▶ [Written exercise] List every line in the entries below that contains the word "note", matching case exactly.

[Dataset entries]
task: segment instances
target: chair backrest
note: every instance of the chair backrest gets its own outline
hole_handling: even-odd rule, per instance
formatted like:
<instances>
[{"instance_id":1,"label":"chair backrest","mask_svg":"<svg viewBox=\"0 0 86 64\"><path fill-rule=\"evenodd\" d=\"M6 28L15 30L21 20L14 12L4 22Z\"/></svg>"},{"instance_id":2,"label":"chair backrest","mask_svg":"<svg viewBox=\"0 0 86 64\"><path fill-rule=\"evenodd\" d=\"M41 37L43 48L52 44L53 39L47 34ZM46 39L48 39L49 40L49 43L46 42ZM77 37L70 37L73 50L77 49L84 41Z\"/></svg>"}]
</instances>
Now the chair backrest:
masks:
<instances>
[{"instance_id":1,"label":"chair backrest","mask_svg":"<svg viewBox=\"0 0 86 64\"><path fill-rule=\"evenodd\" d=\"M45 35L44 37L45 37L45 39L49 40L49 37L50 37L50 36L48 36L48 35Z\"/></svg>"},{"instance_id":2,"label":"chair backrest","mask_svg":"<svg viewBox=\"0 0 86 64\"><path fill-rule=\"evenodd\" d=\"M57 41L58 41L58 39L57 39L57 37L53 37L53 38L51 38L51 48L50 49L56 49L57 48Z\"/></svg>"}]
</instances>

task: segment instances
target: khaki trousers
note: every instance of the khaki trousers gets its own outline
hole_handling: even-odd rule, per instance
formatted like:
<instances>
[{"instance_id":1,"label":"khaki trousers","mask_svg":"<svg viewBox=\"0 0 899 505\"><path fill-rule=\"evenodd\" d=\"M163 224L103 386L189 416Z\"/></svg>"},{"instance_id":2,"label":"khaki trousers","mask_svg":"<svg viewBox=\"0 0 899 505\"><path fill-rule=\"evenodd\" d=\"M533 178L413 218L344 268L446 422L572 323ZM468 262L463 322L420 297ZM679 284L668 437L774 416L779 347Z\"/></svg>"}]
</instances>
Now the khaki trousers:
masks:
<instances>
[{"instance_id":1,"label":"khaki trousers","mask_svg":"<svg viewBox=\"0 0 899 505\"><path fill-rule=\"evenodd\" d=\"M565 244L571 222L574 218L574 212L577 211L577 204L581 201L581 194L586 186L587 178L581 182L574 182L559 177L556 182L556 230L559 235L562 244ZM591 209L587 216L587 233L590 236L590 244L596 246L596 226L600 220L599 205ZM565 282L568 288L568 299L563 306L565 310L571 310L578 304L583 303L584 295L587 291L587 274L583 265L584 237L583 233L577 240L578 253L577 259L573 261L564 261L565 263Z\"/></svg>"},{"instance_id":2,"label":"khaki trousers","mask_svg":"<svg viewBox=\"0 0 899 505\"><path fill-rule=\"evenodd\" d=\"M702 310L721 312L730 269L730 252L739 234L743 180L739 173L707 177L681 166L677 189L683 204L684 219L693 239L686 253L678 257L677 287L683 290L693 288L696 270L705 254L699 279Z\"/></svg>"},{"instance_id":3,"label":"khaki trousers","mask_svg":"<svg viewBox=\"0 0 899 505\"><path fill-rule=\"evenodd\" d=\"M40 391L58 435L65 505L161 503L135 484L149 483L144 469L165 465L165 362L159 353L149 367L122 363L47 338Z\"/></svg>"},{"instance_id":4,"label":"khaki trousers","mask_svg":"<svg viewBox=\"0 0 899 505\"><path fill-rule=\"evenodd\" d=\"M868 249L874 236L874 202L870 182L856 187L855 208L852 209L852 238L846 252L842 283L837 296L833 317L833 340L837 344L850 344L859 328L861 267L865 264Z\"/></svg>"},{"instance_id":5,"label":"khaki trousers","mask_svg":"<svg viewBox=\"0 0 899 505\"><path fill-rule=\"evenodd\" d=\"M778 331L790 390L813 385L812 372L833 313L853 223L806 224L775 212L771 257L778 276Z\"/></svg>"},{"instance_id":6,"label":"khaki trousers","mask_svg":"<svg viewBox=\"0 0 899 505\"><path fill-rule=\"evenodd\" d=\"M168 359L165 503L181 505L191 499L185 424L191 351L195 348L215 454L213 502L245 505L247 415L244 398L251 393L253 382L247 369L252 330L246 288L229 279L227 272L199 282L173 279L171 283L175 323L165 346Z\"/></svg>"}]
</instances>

▶ [Expected answer]
note: every instance of the chair backrest gets its own outline
note: every instance of the khaki trousers gets its own outline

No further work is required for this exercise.